*Short problem*. Copy every entry exactly as given, minus the images.

*Data for this task*.

-- BEGIN --

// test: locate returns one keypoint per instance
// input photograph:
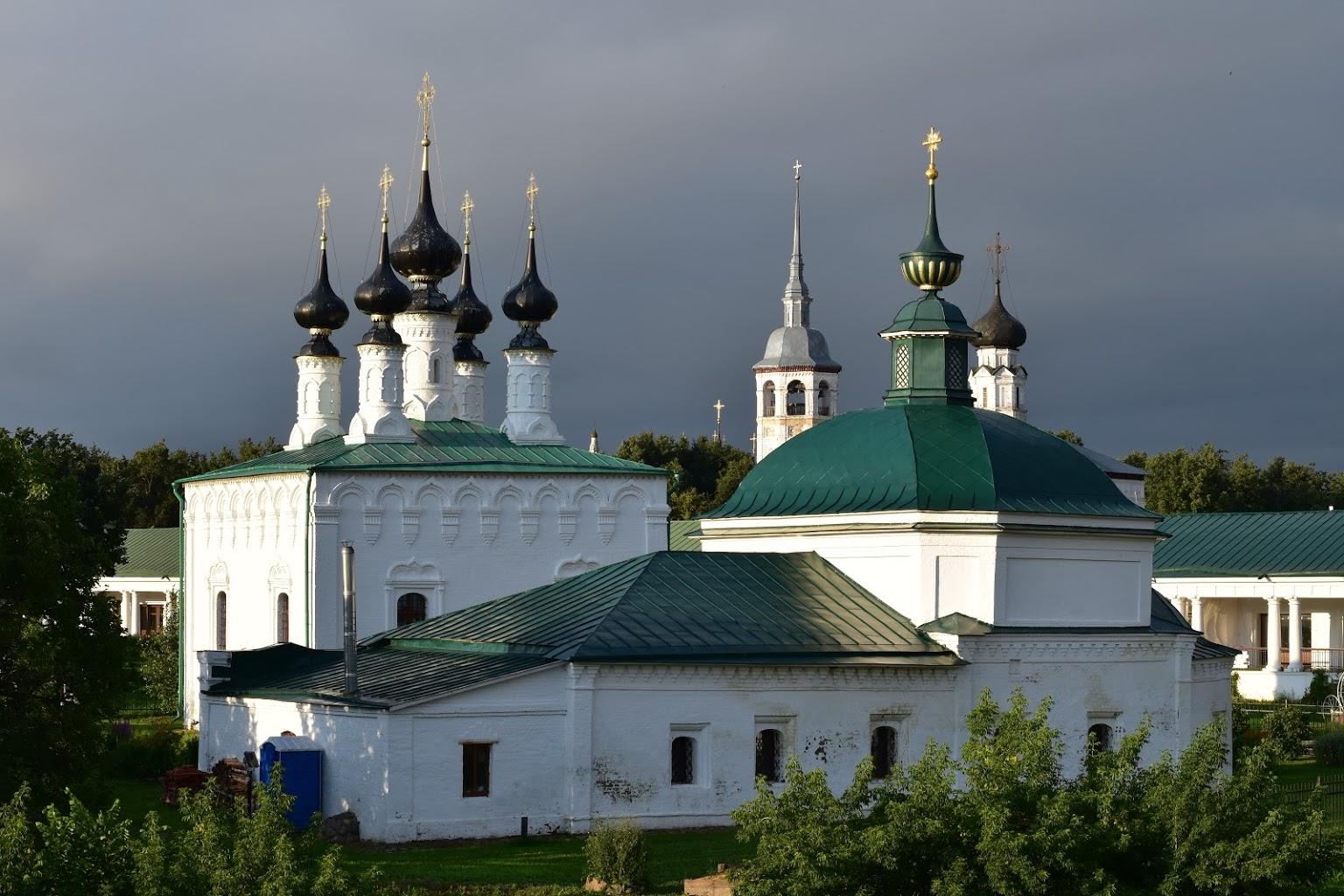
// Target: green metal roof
(150, 554)
(927, 457)
(680, 605)
(454, 446)
(772, 609)
(1250, 544)
(679, 535)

-- END --

*Expected answer*.
// test: locate returns one keypoint per instance
// input photograph:
// Target: green metal roof
(150, 554)
(927, 457)
(680, 605)
(454, 446)
(772, 609)
(1250, 544)
(679, 535)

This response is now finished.